Required work
Extract every line below, verbatim.

Supplied information

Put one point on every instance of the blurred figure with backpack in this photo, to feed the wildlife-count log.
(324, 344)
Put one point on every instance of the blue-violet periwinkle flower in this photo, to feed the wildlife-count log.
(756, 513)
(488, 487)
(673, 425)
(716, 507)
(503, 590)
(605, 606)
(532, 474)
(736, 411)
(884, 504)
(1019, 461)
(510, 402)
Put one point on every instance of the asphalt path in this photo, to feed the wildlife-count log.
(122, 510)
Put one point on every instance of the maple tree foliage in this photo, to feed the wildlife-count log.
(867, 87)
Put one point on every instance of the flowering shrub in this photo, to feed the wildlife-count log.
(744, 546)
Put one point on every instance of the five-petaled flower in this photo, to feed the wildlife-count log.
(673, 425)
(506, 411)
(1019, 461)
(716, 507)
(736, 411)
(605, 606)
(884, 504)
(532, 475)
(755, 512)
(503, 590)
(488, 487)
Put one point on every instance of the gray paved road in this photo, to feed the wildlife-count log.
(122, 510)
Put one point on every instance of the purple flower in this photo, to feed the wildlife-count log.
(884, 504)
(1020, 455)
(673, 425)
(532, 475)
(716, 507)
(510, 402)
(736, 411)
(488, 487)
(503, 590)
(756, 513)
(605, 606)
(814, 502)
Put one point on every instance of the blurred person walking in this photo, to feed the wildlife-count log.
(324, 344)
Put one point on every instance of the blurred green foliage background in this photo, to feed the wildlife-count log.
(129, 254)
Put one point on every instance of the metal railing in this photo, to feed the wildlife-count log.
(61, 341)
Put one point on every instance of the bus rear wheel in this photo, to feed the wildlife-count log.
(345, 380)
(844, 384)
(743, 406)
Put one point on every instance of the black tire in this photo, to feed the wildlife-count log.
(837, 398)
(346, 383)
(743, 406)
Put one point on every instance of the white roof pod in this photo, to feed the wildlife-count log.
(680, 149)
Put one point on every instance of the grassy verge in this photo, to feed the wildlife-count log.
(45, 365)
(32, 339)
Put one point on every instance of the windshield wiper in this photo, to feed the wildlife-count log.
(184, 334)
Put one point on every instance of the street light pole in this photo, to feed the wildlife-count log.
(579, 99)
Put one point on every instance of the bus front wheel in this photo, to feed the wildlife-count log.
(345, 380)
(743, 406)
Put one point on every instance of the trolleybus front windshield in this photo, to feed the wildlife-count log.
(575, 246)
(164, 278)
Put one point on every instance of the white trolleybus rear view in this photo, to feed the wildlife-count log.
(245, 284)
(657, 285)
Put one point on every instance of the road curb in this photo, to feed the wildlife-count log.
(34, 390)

Correct result
Put one point on every instance of the blurred figure with backpack in this photo, to feed the wildlife-count log.
(324, 344)
Put one point on every instance of the blue-violet periwinkle flower in this photo, to feed the wildlife-count log.
(756, 513)
(488, 487)
(673, 425)
(716, 507)
(503, 590)
(605, 606)
(532, 474)
(736, 411)
(884, 504)
(1019, 461)
(510, 402)
Put one point on every instance of the asphalt path in this photo, to feed the wildlife-count log.
(122, 510)
Put one point on every instance of the maple tree foliage in this photo, to feed the wildlife-count log.
(867, 87)
Put one point on every instance of the flowering shrub in this photo, to feed the wildlife-count log.
(744, 546)
Put one point on every instance of the five-petaled flower in this photo, to feed the wildlife-count log.
(673, 425)
(506, 411)
(1019, 461)
(716, 507)
(736, 411)
(605, 606)
(884, 504)
(532, 475)
(755, 512)
(503, 590)
(488, 487)
Put one point on every instance of the gray paved road in this photo, to feed the wildlife-count log.
(122, 510)
Put one point on every instance of the purple flower in this photo, to feed the wildlife-count log.
(884, 504)
(1020, 455)
(673, 425)
(532, 475)
(716, 507)
(510, 402)
(736, 411)
(488, 487)
(503, 590)
(756, 513)
(605, 606)
(814, 502)
Put one point on every instance of the blurred person walking in this photo, to feed the wildlife-count log.
(324, 344)
Put one point on every instance of the blurred green foliage background in this photo, to feed the wildlife-count log.
(129, 254)
Put one point on every instance of the metal railing in this photo, to feed the wildlife-count log.
(61, 341)
Put one point on every instance of the bus rear wheel in this photo, to feed the wildlife-count log.
(345, 380)
(844, 384)
(743, 406)
Put one point on every instance of the black tire in this photo, to feed the wildlife-count log.
(837, 398)
(346, 383)
(743, 406)
Put one point on every instance of the white roof pod in this photo, to feed the wildlife-count log.
(680, 149)
Put one point on every instance of the grassy verge in this photo, to feed the wildlife-count log.
(45, 365)
(32, 339)
Put one point on every instance of the windshield wiper in this photo, to feed the wildlife-count log.
(184, 334)
Put one point on every instance of the street light pole in this photo, to feed the wildlife-count log.
(579, 99)
Put one point on every instance of the bus front wheel in this photo, to feed the wildlife-count log.
(345, 380)
(743, 406)
Put one point on every instance of the trolleybus front windshield in this photo, to feed the wildlife-count log.
(575, 246)
(164, 278)
Put one point on every instance of the white trolleybus rear view in this photo, to feed the wildlife-count log.
(245, 284)
(657, 285)
Put one point on every instance of the road curb in this photo, to feed the wildlife-count log.
(34, 390)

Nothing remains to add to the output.